[SET EXERCISE] State how many lines of the material below contain the string "every", with case counting. Reply with the number alone.

[Stored entries]
((

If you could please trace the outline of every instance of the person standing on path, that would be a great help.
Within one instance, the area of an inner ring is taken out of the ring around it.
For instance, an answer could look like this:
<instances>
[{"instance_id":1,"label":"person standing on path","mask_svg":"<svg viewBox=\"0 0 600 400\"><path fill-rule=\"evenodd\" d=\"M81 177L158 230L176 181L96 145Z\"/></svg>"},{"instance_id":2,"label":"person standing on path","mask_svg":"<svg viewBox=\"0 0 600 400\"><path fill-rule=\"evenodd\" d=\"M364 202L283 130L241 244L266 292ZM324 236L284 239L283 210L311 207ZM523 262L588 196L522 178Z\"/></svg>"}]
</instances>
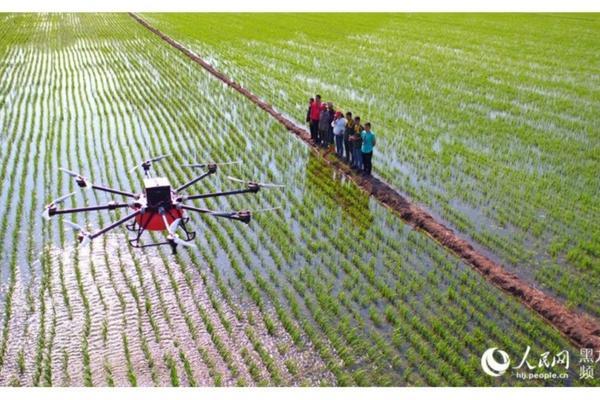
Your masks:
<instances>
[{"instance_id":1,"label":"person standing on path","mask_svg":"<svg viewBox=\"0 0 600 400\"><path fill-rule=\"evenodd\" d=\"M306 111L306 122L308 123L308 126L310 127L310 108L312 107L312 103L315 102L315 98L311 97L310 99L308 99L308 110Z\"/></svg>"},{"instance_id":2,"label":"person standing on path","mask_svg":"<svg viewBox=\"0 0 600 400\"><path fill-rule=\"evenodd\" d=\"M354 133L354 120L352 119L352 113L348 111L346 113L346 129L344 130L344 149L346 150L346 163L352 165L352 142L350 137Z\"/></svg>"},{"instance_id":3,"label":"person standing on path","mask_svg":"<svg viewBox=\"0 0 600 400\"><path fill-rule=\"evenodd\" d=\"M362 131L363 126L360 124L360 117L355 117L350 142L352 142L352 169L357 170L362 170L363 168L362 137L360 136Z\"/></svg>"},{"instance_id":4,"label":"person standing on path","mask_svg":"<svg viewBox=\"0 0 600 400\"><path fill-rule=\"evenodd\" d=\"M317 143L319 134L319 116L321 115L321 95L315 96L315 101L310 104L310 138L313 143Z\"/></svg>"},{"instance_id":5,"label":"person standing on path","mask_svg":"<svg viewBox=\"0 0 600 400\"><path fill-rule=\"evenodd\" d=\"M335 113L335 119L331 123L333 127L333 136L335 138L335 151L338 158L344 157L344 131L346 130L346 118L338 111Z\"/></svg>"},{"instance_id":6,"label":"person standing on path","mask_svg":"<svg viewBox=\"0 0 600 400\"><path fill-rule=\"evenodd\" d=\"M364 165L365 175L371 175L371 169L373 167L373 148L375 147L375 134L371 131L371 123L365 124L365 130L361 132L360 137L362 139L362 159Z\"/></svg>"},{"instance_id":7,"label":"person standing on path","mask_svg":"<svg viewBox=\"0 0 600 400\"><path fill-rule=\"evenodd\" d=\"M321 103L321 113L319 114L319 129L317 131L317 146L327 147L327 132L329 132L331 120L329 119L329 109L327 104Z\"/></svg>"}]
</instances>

))
((

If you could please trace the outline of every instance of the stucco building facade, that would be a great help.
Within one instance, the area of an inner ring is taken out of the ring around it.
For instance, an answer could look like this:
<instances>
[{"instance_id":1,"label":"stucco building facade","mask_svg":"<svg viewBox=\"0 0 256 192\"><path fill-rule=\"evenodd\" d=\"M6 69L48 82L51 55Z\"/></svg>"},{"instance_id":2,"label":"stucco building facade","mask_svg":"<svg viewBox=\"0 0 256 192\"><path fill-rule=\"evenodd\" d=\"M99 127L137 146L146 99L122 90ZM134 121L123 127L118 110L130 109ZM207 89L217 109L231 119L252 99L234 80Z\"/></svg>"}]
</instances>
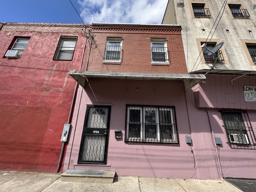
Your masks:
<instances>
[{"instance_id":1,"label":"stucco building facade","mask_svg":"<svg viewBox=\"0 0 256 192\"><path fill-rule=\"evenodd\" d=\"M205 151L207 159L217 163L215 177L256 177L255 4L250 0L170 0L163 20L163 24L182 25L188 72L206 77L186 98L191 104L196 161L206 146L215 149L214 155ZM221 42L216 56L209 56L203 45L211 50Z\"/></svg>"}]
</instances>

))

[FINISHED ANSWER] 2